_Task instructions_: Continue the forum thread about fishing at Seagull Pier and Willoughby Bay from the point where it stops.

[begin Source]

# Seagull Pier and Willoughby Bay 10/21



## OutFishin (Sep 3, 2011)

Went out early this morning around 1230 to 4 am to Seagull Pier. It was very windy and the water was really choppy, temps were in the low 50's. I fished the rocks the whole time I was there. Managed to catch a few spot, 2 black bass, and an oyster toad. Nothing of any size. Went out to Willoughby Bay, NOB side from 1200 to 4 pm. Found all the specs and black drum. Landed 7 specs today all ranging from 12"-20" and 7 black drum ranging from 10"-13". Kept the 20" spec I caught. I was using cut bait spot, shrimp and blood worms with a bottom rig on my 10' rod and a fish finder rig on my 6' rod. Caught the 20" spec on my 6'.


----------



## KEVIN (Feb 26, 2009)

Great catch!


----------



## OutFishin (Sep 3, 2011)

Thanks


----------



## Samblam (May 22, 2011)

Man that's a beautiful fish.


----------



## boozeman (Sep 20, 2011)

Nice fish


----------



## Fishman (Apr 23, 2000)

Nice catch perty werk


----------



## Smittroc (May 1, 2009)

good find


----------



## sudshunter (Jan 20, 2008)

[end Source]
[begin Data rows]

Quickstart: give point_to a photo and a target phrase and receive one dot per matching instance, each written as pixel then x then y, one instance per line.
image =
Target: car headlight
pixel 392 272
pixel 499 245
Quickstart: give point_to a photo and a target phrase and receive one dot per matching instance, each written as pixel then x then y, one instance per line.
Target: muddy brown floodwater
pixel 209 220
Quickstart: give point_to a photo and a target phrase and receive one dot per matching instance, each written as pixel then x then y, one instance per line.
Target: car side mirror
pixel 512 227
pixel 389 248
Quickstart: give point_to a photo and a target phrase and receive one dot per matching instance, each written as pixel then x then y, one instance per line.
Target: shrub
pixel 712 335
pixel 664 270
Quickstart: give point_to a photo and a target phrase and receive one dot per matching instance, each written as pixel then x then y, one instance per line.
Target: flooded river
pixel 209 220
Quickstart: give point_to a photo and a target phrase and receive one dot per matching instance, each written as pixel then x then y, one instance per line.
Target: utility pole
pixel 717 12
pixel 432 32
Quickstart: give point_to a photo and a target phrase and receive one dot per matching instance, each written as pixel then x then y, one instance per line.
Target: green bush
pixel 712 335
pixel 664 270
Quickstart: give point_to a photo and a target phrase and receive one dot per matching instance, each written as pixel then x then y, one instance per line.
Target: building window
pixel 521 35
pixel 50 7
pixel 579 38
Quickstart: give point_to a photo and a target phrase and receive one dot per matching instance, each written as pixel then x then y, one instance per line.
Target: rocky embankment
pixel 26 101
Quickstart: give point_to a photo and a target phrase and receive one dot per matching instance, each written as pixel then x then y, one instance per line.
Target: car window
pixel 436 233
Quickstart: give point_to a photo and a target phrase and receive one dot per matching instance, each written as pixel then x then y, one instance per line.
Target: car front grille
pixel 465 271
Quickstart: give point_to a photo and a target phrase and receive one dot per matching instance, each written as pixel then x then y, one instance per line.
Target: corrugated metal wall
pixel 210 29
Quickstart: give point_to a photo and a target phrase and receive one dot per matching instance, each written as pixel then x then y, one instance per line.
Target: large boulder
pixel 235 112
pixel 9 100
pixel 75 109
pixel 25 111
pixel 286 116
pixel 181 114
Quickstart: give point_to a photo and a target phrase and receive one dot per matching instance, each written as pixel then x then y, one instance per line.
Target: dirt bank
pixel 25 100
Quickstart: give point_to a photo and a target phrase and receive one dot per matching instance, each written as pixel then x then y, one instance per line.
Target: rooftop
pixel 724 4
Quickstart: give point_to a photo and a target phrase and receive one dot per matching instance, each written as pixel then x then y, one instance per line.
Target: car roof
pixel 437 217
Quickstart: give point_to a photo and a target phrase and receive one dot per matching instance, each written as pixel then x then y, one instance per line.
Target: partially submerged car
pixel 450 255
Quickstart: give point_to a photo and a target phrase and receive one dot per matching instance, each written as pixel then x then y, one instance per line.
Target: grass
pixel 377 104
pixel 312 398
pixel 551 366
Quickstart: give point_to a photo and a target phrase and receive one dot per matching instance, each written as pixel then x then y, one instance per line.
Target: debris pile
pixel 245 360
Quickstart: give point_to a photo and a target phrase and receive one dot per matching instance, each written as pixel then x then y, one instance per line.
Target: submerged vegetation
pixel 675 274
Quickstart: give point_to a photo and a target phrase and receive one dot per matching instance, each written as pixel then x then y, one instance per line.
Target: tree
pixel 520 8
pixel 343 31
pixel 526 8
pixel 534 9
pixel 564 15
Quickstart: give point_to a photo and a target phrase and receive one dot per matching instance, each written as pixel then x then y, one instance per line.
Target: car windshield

[end Data rows]

_Written response_:
great catch... you fishing on base ? ever fish the pier down by carrier piers ?


----------



## OutFishin (Sep 3, 2011)

Thanks everyone. @sudshunter, yeah I've fished the pier all summer, got a few decent sized spot and a few croaker over 12" from there. One of the civilian security guys told me about a different spot to fish on base and been fishing there ever since. The pier just gets to crowded for me. I'm usually the only one in my spot, which is off of avionics drive if you would like to check it out sometime.


----------



## Boo (Aug 1, 2008)

Sweet trout man!!!!!


----------



## OutFishin (Sep 3, 2011)

thanks, saw another get pulled out yesterday just as big as mine.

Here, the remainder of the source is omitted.